_AVAILABLE DATA_.
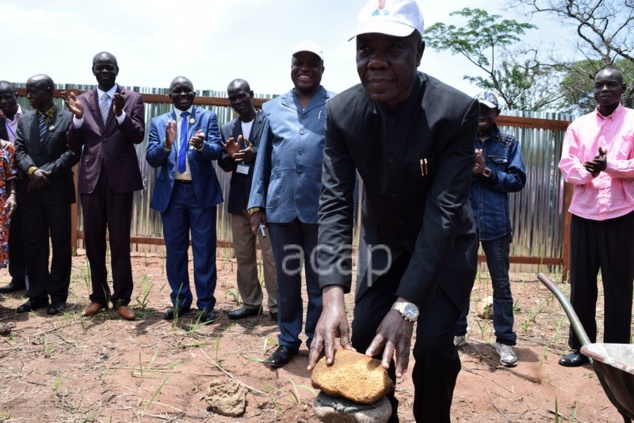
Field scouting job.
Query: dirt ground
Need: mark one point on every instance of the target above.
(67, 368)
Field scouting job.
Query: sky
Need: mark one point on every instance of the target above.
(211, 42)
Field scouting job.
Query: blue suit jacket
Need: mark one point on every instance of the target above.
(287, 173)
(204, 180)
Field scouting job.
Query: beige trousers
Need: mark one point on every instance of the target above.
(246, 257)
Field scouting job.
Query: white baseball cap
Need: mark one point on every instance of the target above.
(310, 46)
(398, 18)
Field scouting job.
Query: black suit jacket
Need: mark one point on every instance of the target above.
(109, 146)
(416, 164)
(4, 134)
(240, 185)
(53, 154)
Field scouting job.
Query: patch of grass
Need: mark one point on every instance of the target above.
(158, 391)
(146, 285)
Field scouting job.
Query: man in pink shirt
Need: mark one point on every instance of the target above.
(598, 159)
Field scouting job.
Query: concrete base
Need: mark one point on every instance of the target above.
(340, 410)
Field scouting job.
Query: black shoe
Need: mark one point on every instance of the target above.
(171, 312)
(281, 356)
(245, 311)
(14, 286)
(56, 308)
(31, 305)
(574, 359)
(205, 316)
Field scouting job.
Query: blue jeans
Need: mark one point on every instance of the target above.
(497, 254)
(184, 214)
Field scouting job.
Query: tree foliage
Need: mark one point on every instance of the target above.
(606, 38)
(486, 41)
(578, 81)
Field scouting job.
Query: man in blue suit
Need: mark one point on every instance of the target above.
(182, 144)
(285, 193)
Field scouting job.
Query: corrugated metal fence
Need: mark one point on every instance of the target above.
(536, 212)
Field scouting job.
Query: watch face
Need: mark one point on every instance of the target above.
(410, 311)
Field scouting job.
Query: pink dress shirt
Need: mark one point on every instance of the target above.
(611, 194)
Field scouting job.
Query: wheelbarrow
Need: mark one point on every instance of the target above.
(612, 363)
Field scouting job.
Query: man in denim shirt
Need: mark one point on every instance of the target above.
(498, 170)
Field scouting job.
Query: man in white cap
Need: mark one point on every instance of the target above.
(410, 137)
(285, 194)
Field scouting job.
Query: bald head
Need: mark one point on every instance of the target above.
(181, 80)
(182, 93)
(241, 99)
(239, 84)
(608, 89)
(8, 99)
(39, 92)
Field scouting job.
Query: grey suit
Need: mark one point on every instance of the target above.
(17, 261)
(46, 210)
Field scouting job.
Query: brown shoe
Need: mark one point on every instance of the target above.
(92, 309)
(126, 312)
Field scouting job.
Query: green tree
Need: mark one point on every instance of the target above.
(604, 30)
(486, 41)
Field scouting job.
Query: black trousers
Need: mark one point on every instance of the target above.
(607, 245)
(437, 362)
(17, 260)
(43, 219)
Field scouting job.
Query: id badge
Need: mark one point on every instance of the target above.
(243, 169)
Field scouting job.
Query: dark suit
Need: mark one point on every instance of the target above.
(17, 262)
(108, 175)
(418, 234)
(186, 207)
(47, 210)
(243, 239)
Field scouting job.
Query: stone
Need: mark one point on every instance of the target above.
(484, 308)
(340, 410)
(227, 397)
(352, 376)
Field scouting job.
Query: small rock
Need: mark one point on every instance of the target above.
(227, 397)
(340, 410)
(352, 376)
(5, 328)
(484, 308)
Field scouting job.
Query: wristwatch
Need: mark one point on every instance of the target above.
(409, 311)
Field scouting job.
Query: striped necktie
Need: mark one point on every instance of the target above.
(104, 107)
(42, 125)
(182, 148)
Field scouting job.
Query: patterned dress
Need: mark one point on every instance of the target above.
(7, 170)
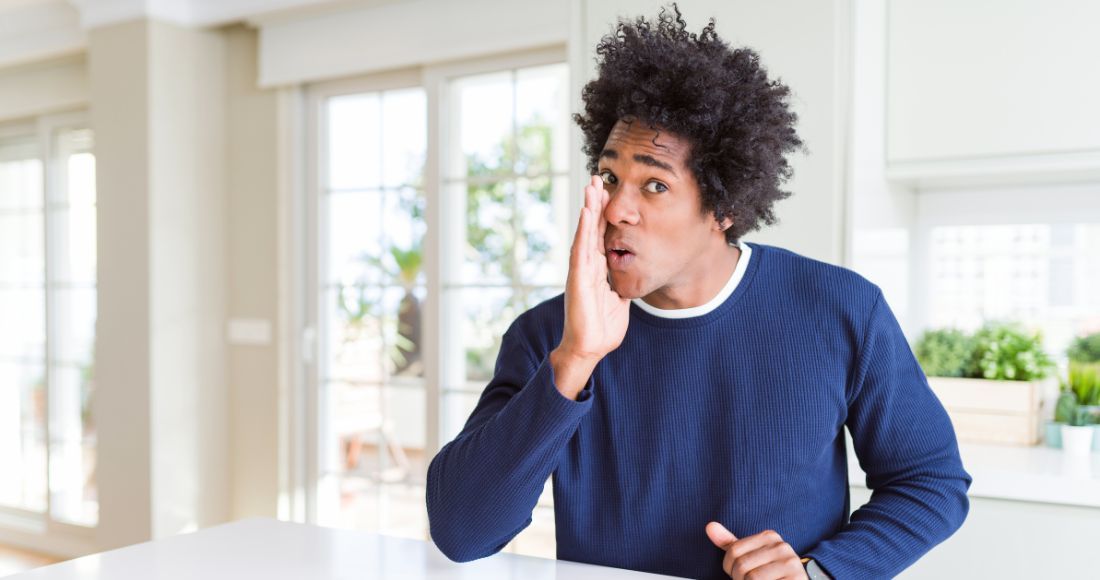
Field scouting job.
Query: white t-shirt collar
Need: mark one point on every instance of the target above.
(726, 291)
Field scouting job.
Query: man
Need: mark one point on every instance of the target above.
(689, 392)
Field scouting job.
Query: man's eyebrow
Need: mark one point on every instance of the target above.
(652, 162)
(648, 160)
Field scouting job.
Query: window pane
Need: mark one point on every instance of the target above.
(405, 132)
(72, 459)
(20, 176)
(402, 324)
(73, 244)
(542, 119)
(81, 179)
(354, 143)
(21, 249)
(22, 436)
(541, 243)
(24, 329)
(74, 321)
(1042, 275)
(491, 233)
(405, 228)
(354, 238)
(484, 105)
(354, 341)
(486, 315)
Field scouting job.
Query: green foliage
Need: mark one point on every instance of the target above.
(1004, 351)
(1085, 383)
(944, 352)
(1085, 349)
(1066, 408)
(997, 351)
(494, 236)
(495, 239)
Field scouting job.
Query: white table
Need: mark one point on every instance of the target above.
(271, 549)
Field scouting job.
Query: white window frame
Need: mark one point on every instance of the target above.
(303, 117)
(18, 526)
(1034, 203)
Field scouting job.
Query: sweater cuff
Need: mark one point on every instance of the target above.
(549, 386)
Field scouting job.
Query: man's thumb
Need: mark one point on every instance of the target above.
(719, 535)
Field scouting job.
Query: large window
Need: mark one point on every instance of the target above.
(47, 308)
(1044, 276)
(1027, 253)
(473, 219)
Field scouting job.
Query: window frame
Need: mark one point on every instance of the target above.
(20, 526)
(310, 397)
(1044, 203)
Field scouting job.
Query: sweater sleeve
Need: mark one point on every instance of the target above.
(483, 485)
(906, 447)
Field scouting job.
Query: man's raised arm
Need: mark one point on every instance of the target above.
(483, 485)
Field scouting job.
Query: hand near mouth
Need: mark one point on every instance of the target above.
(595, 315)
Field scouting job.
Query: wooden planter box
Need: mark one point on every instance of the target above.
(992, 412)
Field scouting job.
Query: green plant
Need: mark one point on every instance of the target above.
(1085, 349)
(1004, 351)
(1085, 382)
(1066, 407)
(944, 352)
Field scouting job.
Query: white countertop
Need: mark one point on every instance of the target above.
(281, 550)
(1021, 473)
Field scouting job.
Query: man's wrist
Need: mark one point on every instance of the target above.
(571, 371)
(813, 570)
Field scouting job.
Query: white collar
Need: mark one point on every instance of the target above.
(726, 291)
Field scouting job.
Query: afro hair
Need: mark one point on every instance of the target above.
(737, 121)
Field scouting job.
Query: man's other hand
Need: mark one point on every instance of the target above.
(763, 556)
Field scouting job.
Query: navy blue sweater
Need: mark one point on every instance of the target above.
(735, 416)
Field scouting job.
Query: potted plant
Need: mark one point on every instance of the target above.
(990, 383)
(1077, 434)
(1082, 390)
(1086, 350)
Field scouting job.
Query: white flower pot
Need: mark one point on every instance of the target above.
(1077, 440)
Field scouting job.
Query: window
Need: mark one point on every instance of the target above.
(1025, 253)
(47, 304)
(491, 189)
(1042, 275)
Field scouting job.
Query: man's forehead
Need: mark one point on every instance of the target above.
(652, 140)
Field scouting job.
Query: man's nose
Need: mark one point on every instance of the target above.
(622, 207)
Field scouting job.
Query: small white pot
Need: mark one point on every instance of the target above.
(1077, 440)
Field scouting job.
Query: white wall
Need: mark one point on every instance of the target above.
(397, 35)
(999, 77)
(802, 43)
(882, 212)
(157, 105)
(43, 87)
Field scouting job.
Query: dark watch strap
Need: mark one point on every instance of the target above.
(815, 571)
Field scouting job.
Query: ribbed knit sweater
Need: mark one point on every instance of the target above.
(735, 416)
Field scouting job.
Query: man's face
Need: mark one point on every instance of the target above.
(655, 211)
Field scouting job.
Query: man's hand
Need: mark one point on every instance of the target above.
(595, 316)
(763, 556)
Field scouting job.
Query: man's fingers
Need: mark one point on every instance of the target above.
(760, 558)
(602, 219)
(719, 536)
(580, 241)
(754, 543)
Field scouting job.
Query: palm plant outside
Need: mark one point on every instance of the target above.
(496, 241)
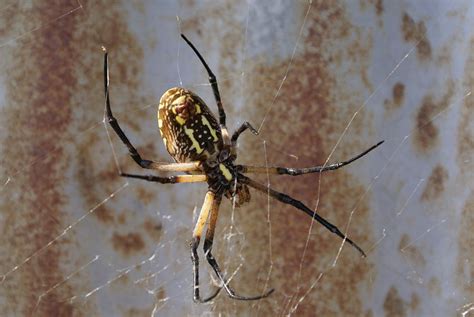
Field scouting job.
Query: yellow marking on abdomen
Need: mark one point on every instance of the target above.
(225, 171)
(180, 120)
(206, 123)
(189, 133)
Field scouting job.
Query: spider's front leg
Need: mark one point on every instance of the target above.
(246, 125)
(306, 170)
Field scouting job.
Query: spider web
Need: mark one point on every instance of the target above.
(322, 82)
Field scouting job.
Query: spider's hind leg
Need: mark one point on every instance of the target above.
(212, 261)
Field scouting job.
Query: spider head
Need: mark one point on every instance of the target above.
(188, 128)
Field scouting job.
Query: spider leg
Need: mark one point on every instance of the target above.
(299, 205)
(212, 81)
(181, 167)
(212, 261)
(200, 224)
(300, 171)
(246, 125)
(169, 180)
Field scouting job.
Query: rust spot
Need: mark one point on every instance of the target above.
(465, 265)
(394, 306)
(122, 218)
(416, 33)
(398, 93)
(398, 97)
(434, 287)
(465, 130)
(127, 244)
(146, 196)
(378, 5)
(153, 228)
(306, 106)
(411, 252)
(436, 183)
(415, 302)
(426, 135)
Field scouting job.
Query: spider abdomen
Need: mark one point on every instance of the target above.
(189, 129)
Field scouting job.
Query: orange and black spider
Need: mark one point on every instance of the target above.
(202, 147)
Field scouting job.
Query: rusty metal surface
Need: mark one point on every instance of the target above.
(322, 81)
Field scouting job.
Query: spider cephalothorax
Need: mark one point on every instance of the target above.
(191, 133)
(188, 128)
(202, 148)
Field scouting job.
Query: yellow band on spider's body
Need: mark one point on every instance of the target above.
(225, 171)
(189, 133)
(206, 123)
(180, 120)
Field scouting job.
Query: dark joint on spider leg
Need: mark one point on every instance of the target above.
(207, 246)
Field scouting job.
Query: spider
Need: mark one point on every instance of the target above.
(202, 148)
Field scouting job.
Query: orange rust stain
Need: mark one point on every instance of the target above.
(398, 93)
(394, 306)
(416, 33)
(411, 252)
(122, 218)
(36, 118)
(379, 7)
(465, 130)
(465, 246)
(426, 135)
(398, 97)
(436, 184)
(128, 244)
(415, 302)
(45, 113)
(306, 106)
(144, 195)
(434, 287)
(153, 228)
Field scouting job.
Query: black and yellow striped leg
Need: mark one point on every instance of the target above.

_EXERCISE DIRECTIONS_. Please go through the entries and show every line with the word "abdomen".

_OUTPUT OF THE EXERCISE_.
Query: yellow marking on abdomen
Query: spider abdomen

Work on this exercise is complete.